■ REQUIRED WORK ■
Can you copy out the data exactly? Leave the images out.

■ INFORMATION SUPPLIED ■
####
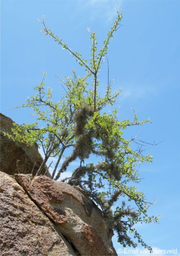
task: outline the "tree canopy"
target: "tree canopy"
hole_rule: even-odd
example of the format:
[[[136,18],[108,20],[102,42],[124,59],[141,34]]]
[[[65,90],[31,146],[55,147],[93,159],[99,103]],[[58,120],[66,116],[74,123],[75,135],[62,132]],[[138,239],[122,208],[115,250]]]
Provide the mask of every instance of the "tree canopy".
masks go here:
[[[34,88],[36,94],[27,98],[25,104],[14,108],[32,109],[37,121],[21,125],[14,123],[13,134],[5,134],[14,140],[29,145],[37,142],[42,147],[45,158],[37,175],[44,174],[47,161],[55,157],[57,161],[52,171],[52,178],[59,180],[68,166],[78,160],[79,166],[73,171],[71,176],[62,181],[78,186],[95,202],[110,229],[117,233],[118,241],[124,247],[135,247],[137,242],[151,251],[134,226],[139,222],[158,221],[157,217],[149,216],[147,213],[153,202],[148,202],[136,186],[141,180],[139,164],[151,162],[152,157],[144,155],[145,142],[137,137],[128,140],[123,137],[123,131],[129,127],[142,125],[150,120],[139,120],[134,110],[132,121],[119,120],[115,108],[110,114],[104,112],[105,107],[113,105],[121,91],[112,93],[109,71],[105,95],[100,97],[98,93],[101,67],[110,40],[119,28],[122,18],[122,12],[117,10],[116,18],[99,51],[96,33],[89,29],[91,57],[88,61],[55,35],[46,27],[43,17],[41,22],[44,34],[70,52],[85,69],[86,75],[79,77],[74,70],[72,76],[61,80],[66,93],[56,102],[53,100],[51,89],[46,88],[46,74],[44,72],[40,85]],[[135,149],[133,143],[137,145]],[[64,159],[66,152],[70,153]],[[92,155],[98,159],[97,164],[86,164],[86,160]],[[122,202],[119,205],[120,200]]]

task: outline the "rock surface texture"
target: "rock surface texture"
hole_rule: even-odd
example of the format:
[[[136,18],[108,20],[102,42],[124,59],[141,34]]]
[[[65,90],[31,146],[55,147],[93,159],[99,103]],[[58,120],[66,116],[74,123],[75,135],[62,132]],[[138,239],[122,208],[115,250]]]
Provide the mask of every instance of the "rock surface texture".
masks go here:
[[[0,172],[0,255],[77,255],[14,178]]]
[[[4,136],[3,132],[12,134],[12,120],[0,113],[0,171],[10,175],[16,173],[31,173],[34,165],[35,173],[43,162],[38,152],[38,145],[27,146],[23,143],[14,142]],[[50,177],[49,173],[47,176]]]
[[[115,256],[112,232],[76,187],[0,172],[0,255]]]
[[[117,256],[100,209],[79,188],[29,174],[37,146],[4,136],[13,121],[0,119],[0,256]]]

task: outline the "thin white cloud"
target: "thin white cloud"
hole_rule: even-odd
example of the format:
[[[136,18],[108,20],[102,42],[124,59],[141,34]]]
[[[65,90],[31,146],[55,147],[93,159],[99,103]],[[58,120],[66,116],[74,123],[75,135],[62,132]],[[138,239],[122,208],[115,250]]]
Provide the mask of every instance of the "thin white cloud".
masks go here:
[[[79,0],[79,11],[88,10],[92,20],[97,20],[100,16],[107,23],[117,15],[115,8],[120,10],[122,0]]]

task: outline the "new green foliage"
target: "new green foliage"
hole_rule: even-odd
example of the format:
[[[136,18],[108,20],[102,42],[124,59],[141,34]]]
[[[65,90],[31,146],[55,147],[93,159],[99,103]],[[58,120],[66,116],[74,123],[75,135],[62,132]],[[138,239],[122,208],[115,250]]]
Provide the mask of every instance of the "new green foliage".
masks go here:
[[[91,42],[89,61],[55,35],[46,27],[43,18],[41,23],[44,33],[70,52],[85,68],[86,74],[84,77],[79,77],[73,71],[72,76],[66,77],[62,81],[65,95],[59,102],[54,102],[51,89],[45,89],[46,73],[44,73],[40,85],[34,88],[36,95],[28,98],[26,103],[20,107],[32,109],[37,122],[20,126],[15,124],[13,135],[6,135],[29,145],[37,142],[42,147],[45,157],[37,175],[44,174],[43,168],[52,156],[57,159],[52,174],[55,180],[59,179],[62,172],[68,170],[69,164],[79,160],[79,167],[74,170],[70,177],[63,181],[79,186],[100,207],[110,228],[117,232],[118,241],[123,246],[135,247],[136,241],[151,251],[151,248],[143,241],[134,225],[138,222],[157,222],[158,218],[148,216],[147,210],[152,203],[147,201],[143,193],[138,192],[136,186],[130,184],[137,184],[140,181],[137,166],[140,162],[151,162],[152,157],[143,155],[141,146],[133,149],[132,143],[135,142],[138,144],[138,139],[126,140],[123,132],[129,126],[141,125],[150,120],[139,121],[134,112],[133,121],[120,121],[116,109],[112,114],[103,112],[105,107],[113,105],[120,92],[120,90],[112,93],[111,82],[104,97],[100,97],[98,93],[98,86],[100,86],[98,73],[110,40],[119,28],[122,18],[122,13],[117,11],[117,18],[99,52],[96,34],[89,29]],[[88,81],[90,77],[92,79],[90,84]],[[145,143],[142,142],[142,144]],[[71,149],[70,153],[61,165],[68,148],[68,152]],[[98,163],[86,164],[86,159],[93,155],[99,159]],[[121,199],[122,203],[119,206]],[[115,210],[112,206],[113,209],[116,206]]]

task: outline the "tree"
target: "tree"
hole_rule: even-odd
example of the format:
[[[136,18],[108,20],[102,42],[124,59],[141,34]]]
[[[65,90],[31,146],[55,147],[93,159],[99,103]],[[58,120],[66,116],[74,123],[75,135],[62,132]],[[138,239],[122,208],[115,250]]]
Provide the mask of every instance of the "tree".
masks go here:
[[[63,181],[79,186],[96,203],[101,209],[110,228],[117,232],[118,241],[123,246],[135,247],[137,245],[134,238],[151,251],[151,247],[143,241],[134,225],[138,222],[157,222],[158,218],[148,215],[148,208],[153,203],[148,202],[143,193],[130,184],[140,181],[137,170],[138,163],[151,162],[152,158],[149,155],[144,155],[143,146],[146,142],[138,138],[127,140],[123,137],[123,130],[131,126],[141,125],[150,120],[138,120],[134,110],[134,119],[132,121],[129,119],[118,120],[115,109],[111,114],[102,112],[105,107],[113,105],[120,92],[119,90],[112,94],[109,71],[105,95],[102,97],[98,94],[98,74],[107,55],[110,39],[119,27],[122,18],[122,12],[119,13],[117,10],[117,18],[99,52],[96,33],[89,30],[91,46],[91,58],[89,62],[54,35],[46,26],[43,18],[41,23],[44,33],[69,52],[85,68],[86,75],[77,77],[73,70],[72,76],[65,77],[65,80],[61,81],[66,91],[65,96],[54,102],[51,89],[45,89],[46,74],[44,73],[40,85],[34,88],[37,94],[28,98],[26,103],[20,107],[32,108],[37,122],[20,126],[14,123],[13,135],[5,134],[29,145],[37,142],[42,147],[45,156],[37,175],[44,174],[43,170],[47,161],[50,157],[56,157],[57,162],[52,178],[57,180],[68,165],[78,159],[79,167],[74,170],[70,177],[65,178]],[[90,78],[92,78],[90,84],[88,82]],[[17,108],[19,107],[15,108]],[[133,142],[136,143],[137,148],[132,149]],[[70,153],[59,168],[60,161],[68,149],[68,152],[71,149]],[[98,158],[98,163],[96,165],[86,164],[86,159],[92,155]],[[121,205],[117,206],[113,210],[112,206],[117,205],[117,200],[122,198],[124,200]],[[125,201],[131,205],[127,206]]]

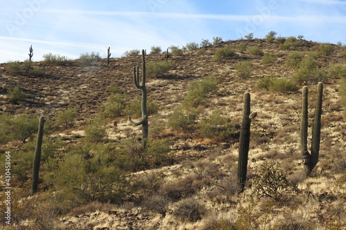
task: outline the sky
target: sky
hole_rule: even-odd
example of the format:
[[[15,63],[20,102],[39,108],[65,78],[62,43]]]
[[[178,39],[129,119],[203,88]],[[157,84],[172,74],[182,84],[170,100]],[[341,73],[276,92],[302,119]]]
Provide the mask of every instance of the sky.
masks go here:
####
■ FINISHED ANSWER ■
task: outline the "tree canopy"
target: "tree canopy"
hole_rule: even-odd
example of the format:
[[[136,18],[108,20],[102,42],[124,59],[141,34]]]
[[[65,90],[31,146],[55,147],[93,159],[99,103]],[[58,120],[66,116],[74,123],[75,135],[62,132]],[[138,239],[122,208],[115,250]]]
Provide the mask of every instance of the "tree canopy".
masks go here:
[[[34,88],[36,94],[27,98],[25,104],[14,108],[32,109],[37,121],[21,125],[14,123],[13,134],[5,134],[14,140],[29,145],[37,142],[42,147],[45,158],[37,175],[44,174],[47,161],[55,157],[57,161],[52,171],[52,178],[59,180],[68,166],[78,160],[79,166],[73,171],[71,176],[62,181],[78,186],[95,202],[110,229],[117,233],[118,241],[124,247],[135,247],[137,242],[151,251],[134,226],[139,222],[158,221],[157,217],[149,216],[147,213],[153,202],[148,202],[136,186],[141,180],[139,164],[151,162],[152,157],[144,155],[145,142],[137,137],[128,140],[123,137],[123,131],[129,127],[142,125],[150,120],[139,120],[134,110],[132,121],[119,120],[115,108],[110,114],[104,112],[105,107],[113,105],[121,91],[112,93],[109,71],[105,95],[100,97],[98,93],[101,67],[110,40],[119,28],[122,18],[122,12],[117,10],[116,18],[99,51],[96,33],[89,29],[91,57],[88,61],[55,35],[46,27],[43,17],[41,22],[44,34],[70,52],[85,69],[86,75],[79,77],[74,70],[72,76],[61,80],[66,93],[56,102],[53,100],[51,89],[46,88],[46,74],[44,72],[40,85]],[[135,149],[133,143],[137,145]],[[64,159],[66,152],[70,153]],[[92,155],[98,159],[97,164],[86,164],[86,160]],[[122,202],[119,205],[120,200]]]

task: outline the "rock surface texture"
target: "rock surface texture"
hole_rule: even-odd
example of the format:
[[[136,18],[108,20],[102,42],[124,59],[141,34]]]
[[[65,90],[31,146],[55,147],[93,159],[99,103]],[[58,120],[66,116],[74,123],[75,135],[62,132]],[[138,239],[122,208],[115,250]]]
Provide the mask of every instance of the "rock surface texture".
masks go here:
[[[0,172],[0,255],[77,255],[14,178]]]
[[[4,136],[3,132],[12,134],[12,120],[0,113],[0,171],[10,175],[16,173],[31,173],[34,165],[35,173],[43,162],[38,152],[38,145],[27,146],[23,143],[14,142]],[[50,177],[49,173],[47,176]]]
[[[115,256],[112,232],[76,187],[0,172],[0,255]]]
[[[117,256],[100,209],[79,188],[29,174],[37,146],[4,136],[13,121],[0,119],[0,256]]]

task: outline the "thin white cloud"
target: "thin white cloud"
hole_rule: even-odd
example of the format:
[[[136,18],[108,20],[102,42],[124,59],[141,34]]]
[[[65,90],[31,146],[55,147],[93,159],[99,103]],[[58,120],[66,116],[74,123],[75,135],[62,132]],[[138,239],[122,208],[115,250]]]
Provide the mask of every instance of the "thin white cloud".
masks go here:
[[[79,0],[79,11],[88,10],[92,20],[97,20],[100,16],[107,23],[117,15],[115,8],[120,10],[122,0]]]

task: outline the "new green foliage"
target: "new green foliage"
hole_rule: even-odd
example of the format:
[[[136,18],[108,20],[102,42],[124,59],[141,34]]]
[[[65,90],[31,146],[55,147],[93,159],[99,103]],[[58,120],[66,116],[74,123],[75,135],[62,132]],[[138,239],[122,208],[115,250]]]
Provide the mask of every instance of the "new green foliage".
masks go here:
[[[91,42],[89,61],[55,35],[46,27],[43,18],[41,23],[44,33],[70,52],[85,68],[86,74],[84,77],[79,77],[73,71],[72,76],[66,77],[62,81],[65,95],[59,102],[54,102],[51,89],[45,89],[46,73],[44,73],[40,85],[34,88],[36,95],[28,98],[26,103],[20,107],[32,109],[37,122],[20,126],[15,124],[13,135],[6,135],[29,145],[37,142],[42,147],[45,157],[37,175],[44,174],[43,168],[52,156],[57,159],[52,174],[55,180],[59,179],[62,172],[68,170],[69,164],[79,160],[79,167],[74,170],[70,177],[63,181],[79,186],[100,207],[110,228],[117,232],[118,241],[123,246],[135,247],[136,241],[151,251],[151,248],[143,241],[134,225],[138,222],[157,222],[158,218],[148,216],[147,210],[152,203],[147,201],[143,193],[138,192],[136,186],[130,184],[137,184],[140,181],[137,166],[140,162],[151,162],[152,157],[143,155],[141,146],[133,149],[132,143],[135,142],[138,144],[138,139],[126,140],[123,132],[129,126],[141,125],[150,120],[139,121],[134,112],[133,121],[120,121],[116,109],[112,114],[103,112],[105,107],[113,105],[120,92],[120,90],[112,93],[111,82],[104,97],[100,97],[98,93],[98,86],[100,86],[98,73],[110,40],[119,28],[122,18],[122,13],[117,11],[117,18],[99,52],[96,34],[89,29]],[[88,81],[90,77],[92,79],[90,84]],[[145,143],[142,142],[142,144]],[[71,149],[70,153],[61,165],[68,148],[68,152]],[[98,163],[86,164],[86,159],[93,155],[99,159]],[[121,199],[122,203],[119,206]],[[115,210],[112,206],[113,209],[116,206]]]

task: outline the "tree"
target: "tree"
hole_rule: even-odd
example of the format:
[[[136,18],[108,20],[102,42],[124,59],[141,34]]]
[[[65,90],[31,146],[55,147],[93,159],[99,103]],[[58,120],[66,116],[74,123],[75,135],[62,132]],[[138,239],[122,208],[115,250]]]
Provide the mask of every instance of the "tree".
masks go here:
[[[63,181],[79,186],[96,203],[101,209],[110,228],[117,232],[118,241],[123,246],[135,247],[137,245],[134,238],[151,251],[151,247],[143,241],[134,225],[138,222],[157,222],[158,218],[148,215],[148,208],[153,203],[148,202],[143,193],[130,184],[140,181],[137,170],[138,163],[151,162],[152,158],[149,155],[144,155],[143,146],[146,142],[138,138],[127,140],[123,137],[123,130],[131,126],[141,125],[150,120],[138,120],[134,110],[134,119],[132,121],[129,119],[118,120],[115,109],[111,114],[102,112],[105,107],[113,105],[120,92],[119,90],[112,94],[109,71],[105,95],[102,97],[98,94],[98,74],[107,55],[110,39],[119,27],[122,18],[122,12],[119,13],[117,10],[117,18],[99,52],[96,33],[89,30],[91,46],[91,58],[89,62],[54,35],[46,26],[43,18],[41,23],[44,33],[69,52],[85,68],[86,75],[77,77],[73,70],[72,76],[65,77],[65,80],[61,81],[66,91],[65,96],[54,102],[51,89],[45,89],[46,74],[44,73],[40,85],[34,88],[37,94],[28,98],[26,103],[20,107],[32,108],[37,122],[20,126],[14,123],[13,135],[5,134],[29,145],[37,142],[42,147],[45,156],[37,175],[44,174],[43,170],[47,161],[50,157],[56,157],[57,162],[52,178],[57,180],[68,165],[78,159],[79,167],[74,170],[70,177],[65,178]],[[90,78],[92,78],[90,84],[88,82]],[[17,108],[19,107],[15,108]],[[133,142],[136,143],[137,148],[132,149]],[[70,153],[59,168],[60,161],[68,149],[68,152],[71,149]],[[98,158],[98,163],[96,165],[86,164],[86,159],[92,155]],[[121,205],[117,206],[113,210],[112,206],[117,205],[117,200],[122,198],[124,200]],[[125,201],[131,205],[127,206]]]

task: outline the sky
target: sky
hole_rule: even-odd
example of the format:
[[[15,63],[20,102],[39,108],[65,78],[62,43]]]
[[[178,39],[129,119],[203,88]],[[157,84],[172,74],[182,84],[170,100]],[[341,73],[276,92],[302,119]]]
Provide the mask of every instance of the sky.
masks go here:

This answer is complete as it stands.